▶ _TASK_
What is needed is an exact copy of the entries below, from the line that contains "cliff** | outline every instance" through the final line, both included, and nothing else.
-------- RECORDS TO USE --------
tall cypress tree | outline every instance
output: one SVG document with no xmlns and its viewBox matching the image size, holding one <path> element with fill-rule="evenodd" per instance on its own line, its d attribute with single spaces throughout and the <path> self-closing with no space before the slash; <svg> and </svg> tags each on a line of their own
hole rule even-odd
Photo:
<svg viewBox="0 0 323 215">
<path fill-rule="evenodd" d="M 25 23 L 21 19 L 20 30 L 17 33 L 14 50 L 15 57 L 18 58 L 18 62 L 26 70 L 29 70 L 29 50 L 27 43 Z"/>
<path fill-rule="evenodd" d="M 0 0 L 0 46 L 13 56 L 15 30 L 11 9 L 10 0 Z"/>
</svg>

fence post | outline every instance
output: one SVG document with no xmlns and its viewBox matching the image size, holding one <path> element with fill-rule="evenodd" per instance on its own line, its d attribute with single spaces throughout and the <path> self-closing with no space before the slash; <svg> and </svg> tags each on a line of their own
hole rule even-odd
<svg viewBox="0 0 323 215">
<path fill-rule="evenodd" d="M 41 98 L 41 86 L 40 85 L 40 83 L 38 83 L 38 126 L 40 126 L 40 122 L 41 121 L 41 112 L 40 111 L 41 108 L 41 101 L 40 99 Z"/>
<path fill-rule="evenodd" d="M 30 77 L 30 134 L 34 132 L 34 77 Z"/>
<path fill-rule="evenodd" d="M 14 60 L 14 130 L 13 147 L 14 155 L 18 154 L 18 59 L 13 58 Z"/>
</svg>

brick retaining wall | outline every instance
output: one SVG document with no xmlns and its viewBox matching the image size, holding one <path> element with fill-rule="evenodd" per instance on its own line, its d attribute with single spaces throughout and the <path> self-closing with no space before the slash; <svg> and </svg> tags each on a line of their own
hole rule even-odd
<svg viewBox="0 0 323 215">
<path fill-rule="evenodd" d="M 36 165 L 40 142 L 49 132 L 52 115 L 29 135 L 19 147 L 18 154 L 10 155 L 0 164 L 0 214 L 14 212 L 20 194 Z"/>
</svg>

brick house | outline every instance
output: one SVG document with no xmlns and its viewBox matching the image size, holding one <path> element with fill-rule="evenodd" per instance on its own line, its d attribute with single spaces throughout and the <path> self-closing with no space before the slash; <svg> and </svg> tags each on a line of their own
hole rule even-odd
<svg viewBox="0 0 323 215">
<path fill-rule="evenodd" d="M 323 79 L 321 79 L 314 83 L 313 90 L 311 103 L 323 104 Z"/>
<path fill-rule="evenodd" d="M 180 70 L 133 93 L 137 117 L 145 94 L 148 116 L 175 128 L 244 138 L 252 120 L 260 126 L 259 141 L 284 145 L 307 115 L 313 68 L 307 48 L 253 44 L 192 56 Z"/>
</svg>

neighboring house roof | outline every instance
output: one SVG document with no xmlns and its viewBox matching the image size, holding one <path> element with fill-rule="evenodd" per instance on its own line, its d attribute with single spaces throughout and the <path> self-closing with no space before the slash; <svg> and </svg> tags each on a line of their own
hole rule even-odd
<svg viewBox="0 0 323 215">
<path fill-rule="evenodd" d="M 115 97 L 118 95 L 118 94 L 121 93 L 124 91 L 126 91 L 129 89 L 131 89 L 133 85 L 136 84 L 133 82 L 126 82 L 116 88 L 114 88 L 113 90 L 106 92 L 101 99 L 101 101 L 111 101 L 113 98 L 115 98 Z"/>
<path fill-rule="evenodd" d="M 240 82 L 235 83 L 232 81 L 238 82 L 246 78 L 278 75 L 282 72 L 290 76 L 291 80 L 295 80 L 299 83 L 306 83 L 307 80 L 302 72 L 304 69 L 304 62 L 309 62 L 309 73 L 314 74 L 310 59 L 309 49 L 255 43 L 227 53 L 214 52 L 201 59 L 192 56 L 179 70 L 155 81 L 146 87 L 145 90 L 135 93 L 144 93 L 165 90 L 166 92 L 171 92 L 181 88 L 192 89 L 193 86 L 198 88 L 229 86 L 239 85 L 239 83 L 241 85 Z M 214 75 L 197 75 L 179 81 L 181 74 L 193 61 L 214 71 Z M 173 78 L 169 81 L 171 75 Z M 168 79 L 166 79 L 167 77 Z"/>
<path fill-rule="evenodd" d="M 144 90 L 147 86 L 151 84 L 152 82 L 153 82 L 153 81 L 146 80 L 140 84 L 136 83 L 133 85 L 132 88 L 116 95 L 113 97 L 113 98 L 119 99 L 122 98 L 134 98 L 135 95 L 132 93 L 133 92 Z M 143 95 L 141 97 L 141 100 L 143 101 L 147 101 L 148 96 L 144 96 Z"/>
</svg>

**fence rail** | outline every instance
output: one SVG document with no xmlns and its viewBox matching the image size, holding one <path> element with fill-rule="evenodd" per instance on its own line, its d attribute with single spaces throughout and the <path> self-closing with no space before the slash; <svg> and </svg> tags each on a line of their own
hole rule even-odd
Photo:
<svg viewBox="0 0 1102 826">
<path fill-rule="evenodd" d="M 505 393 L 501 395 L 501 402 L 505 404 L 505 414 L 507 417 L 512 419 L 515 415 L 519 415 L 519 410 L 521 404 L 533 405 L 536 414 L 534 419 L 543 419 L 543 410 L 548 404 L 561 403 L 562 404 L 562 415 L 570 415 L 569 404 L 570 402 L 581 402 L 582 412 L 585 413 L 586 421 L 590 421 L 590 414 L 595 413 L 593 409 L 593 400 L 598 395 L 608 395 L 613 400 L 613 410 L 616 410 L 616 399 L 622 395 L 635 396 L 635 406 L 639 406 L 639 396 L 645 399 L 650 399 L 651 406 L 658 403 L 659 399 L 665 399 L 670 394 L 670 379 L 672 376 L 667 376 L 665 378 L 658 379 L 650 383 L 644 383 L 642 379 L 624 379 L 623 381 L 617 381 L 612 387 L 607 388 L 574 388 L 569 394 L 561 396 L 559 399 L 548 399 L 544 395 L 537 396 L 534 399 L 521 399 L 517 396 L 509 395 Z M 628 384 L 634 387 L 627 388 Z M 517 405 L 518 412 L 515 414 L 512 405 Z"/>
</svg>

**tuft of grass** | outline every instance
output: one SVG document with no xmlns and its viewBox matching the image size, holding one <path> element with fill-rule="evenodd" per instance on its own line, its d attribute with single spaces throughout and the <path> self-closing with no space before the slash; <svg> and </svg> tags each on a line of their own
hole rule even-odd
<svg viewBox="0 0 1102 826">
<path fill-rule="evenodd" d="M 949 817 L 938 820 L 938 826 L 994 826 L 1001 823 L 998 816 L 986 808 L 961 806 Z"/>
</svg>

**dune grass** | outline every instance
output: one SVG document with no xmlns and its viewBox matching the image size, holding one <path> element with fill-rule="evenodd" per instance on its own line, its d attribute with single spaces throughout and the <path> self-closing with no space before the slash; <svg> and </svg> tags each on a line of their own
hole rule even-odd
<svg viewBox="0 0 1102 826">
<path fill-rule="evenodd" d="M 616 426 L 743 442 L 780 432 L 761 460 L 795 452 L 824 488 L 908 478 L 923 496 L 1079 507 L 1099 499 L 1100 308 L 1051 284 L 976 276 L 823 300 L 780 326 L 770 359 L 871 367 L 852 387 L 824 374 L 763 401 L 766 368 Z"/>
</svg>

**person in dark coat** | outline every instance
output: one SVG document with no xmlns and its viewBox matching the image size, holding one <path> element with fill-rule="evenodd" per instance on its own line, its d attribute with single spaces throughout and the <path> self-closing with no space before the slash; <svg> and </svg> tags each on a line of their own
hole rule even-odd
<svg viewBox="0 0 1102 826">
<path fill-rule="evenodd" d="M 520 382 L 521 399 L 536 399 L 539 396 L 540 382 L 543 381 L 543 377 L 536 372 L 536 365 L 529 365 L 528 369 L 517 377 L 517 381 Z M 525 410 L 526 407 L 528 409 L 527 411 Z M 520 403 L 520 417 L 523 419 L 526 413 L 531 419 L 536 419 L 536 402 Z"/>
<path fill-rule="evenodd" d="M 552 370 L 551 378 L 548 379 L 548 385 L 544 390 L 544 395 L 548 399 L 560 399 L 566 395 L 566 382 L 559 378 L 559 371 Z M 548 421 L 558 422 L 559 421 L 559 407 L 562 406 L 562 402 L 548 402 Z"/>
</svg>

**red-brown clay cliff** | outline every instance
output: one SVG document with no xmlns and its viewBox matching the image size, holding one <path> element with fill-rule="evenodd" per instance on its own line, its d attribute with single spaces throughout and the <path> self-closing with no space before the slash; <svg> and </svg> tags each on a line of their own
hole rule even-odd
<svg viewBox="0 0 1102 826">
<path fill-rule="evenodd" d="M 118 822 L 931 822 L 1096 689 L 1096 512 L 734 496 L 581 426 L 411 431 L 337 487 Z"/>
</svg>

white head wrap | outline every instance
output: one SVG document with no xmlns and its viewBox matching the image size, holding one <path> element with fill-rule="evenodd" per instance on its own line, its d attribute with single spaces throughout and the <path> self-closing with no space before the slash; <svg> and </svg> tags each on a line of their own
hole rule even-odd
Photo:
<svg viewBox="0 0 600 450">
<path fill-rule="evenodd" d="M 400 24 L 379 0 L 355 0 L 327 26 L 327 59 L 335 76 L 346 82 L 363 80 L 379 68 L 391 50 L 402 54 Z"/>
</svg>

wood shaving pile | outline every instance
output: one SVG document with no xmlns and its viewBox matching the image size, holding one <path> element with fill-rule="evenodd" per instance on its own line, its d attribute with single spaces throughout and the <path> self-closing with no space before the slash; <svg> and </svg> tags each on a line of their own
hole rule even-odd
--------
▶ _EXERCISE RESULT_
**red-brown clay cliff** | outline every instance
output: one SVG document with no xmlns and its viewBox matching the image size, holding one <path> element with fill-rule="evenodd" per instance on its own line, its d attribute with single spaces throughout and the <path> self-closing with no space before the slash; <svg> and </svg> tags each on a line of their own
hole rule even-odd
<svg viewBox="0 0 1102 826">
<path fill-rule="evenodd" d="M 118 822 L 931 822 L 1096 689 L 1096 512 L 734 496 L 581 426 L 411 431 L 337 487 Z"/>
</svg>

white head wrap | outline every instance
output: one SVG document with no xmlns and its viewBox matching the image size, holding one <path> element with fill-rule="evenodd" per instance on its own line, its d attribute with single spaces throughout and the <path> self-closing with no space before the slash; <svg> and </svg> tags each on a line of their own
hole rule even-odd
Photo:
<svg viewBox="0 0 600 450">
<path fill-rule="evenodd" d="M 400 24 L 379 0 L 355 0 L 327 26 L 327 59 L 335 76 L 346 82 L 363 80 L 379 68 L 391 50 L 402 54 Z"/>
</svg>

wood shaving pile | outline every instance
output: one SVG document with no xmlns and its viewBox matching the image size, holding one <path> element with fill-rule="evenodd" per instance on its own line, its d attribute with single spaces throughout and the <path> self-closing with no space before the slash; <svg> and </svg> tags each on a line of their own
hole rule even-odd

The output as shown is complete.